## BEGIN DATA SUPPLIED

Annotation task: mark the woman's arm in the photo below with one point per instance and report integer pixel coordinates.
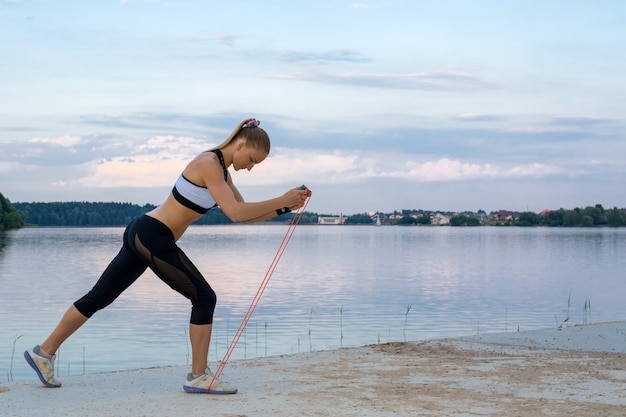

## END DATA SUPPLIED
## BEGIN DATA SUPPLIED

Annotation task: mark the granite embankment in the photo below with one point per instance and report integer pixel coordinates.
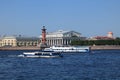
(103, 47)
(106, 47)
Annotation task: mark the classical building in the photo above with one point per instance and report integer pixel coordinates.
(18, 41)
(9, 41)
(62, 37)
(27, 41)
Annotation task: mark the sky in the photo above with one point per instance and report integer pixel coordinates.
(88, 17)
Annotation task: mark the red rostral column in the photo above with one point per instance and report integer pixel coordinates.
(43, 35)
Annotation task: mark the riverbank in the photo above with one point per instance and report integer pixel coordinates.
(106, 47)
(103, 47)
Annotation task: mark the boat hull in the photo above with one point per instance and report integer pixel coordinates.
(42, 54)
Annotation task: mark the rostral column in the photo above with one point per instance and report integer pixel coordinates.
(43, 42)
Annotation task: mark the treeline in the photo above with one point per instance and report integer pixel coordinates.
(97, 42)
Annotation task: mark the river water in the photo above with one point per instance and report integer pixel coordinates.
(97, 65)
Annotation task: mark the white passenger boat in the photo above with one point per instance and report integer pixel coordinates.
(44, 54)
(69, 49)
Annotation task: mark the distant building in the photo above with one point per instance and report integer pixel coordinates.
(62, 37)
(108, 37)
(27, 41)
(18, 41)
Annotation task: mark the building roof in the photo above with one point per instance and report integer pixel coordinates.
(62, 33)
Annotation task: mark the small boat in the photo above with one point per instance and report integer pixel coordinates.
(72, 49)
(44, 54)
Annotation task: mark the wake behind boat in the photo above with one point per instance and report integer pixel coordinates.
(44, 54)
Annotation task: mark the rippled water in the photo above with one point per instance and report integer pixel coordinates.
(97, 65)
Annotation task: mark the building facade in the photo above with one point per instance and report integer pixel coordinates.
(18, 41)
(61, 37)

## END DATA SUPPLIED

REQUEST: Gather every line from the items above that contains the string "below". Uppercase and lowercase letters count as different.

COMPLETED TASK:
Annotation task: mark the woman's arm in the photo below with one point per instance and report integer pixel coordinates.
Annotation task: mark the granite embankment in the photo below with one point per instance and report integer pixel coordinates.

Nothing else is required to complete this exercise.